[Data items]
= Beginning of Section =

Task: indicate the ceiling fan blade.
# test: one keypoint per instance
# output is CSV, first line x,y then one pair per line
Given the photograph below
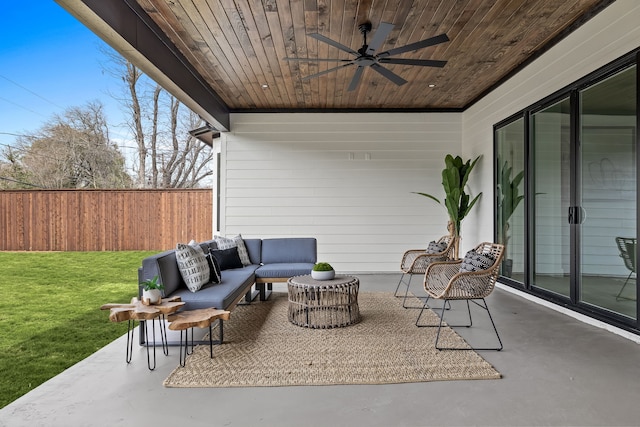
x,y
333,43
318,59
383,31
356,79
420,62
326,71
415,46
388,74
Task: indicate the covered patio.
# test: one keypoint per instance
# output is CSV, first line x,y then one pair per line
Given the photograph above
x,y
556,370
297,167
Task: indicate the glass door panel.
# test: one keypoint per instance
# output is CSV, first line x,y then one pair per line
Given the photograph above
x,y
551,144
510,192
608,194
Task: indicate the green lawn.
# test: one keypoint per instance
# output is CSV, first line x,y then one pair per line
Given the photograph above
x,y
50,315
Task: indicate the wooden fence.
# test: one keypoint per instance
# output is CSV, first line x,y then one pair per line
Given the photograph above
x,y
103,220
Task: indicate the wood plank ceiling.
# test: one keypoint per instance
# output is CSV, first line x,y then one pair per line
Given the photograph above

= End of Section =

Your task is to write out, exactly, the line that contains "Task: indicate the covered patio." and each line after it to the end of the data, with no other lines.

Task: indicate the covered patio.
# test: one keypoint per instance
# output is CSV, first line x,y then one pair per line
Given the photograph above
x,y
556,370
297,167
Task: indicate the glass door panel.
# test: one keypoint per instance
# output is CSV, first line x,y then one pair per line
Given the photograph above
x,y
551,144
510,192
608,194
Task: indicate the green lawn.
# test: one keypoint per instance
# output is CSV, first line x,y then one pair per line
Given the photograph above
x,y
50,315
Task: indicate the wooden fence.
# test: one keypoint per instance
# output is CSV, first line x,y then one pair per line
Given the photograph above
x,y
103,220
Task: indicate the wood plank ceiling.
# test: one keypoint per instance
# output is CSV, first line x,y then one pair per line
Given the photograph above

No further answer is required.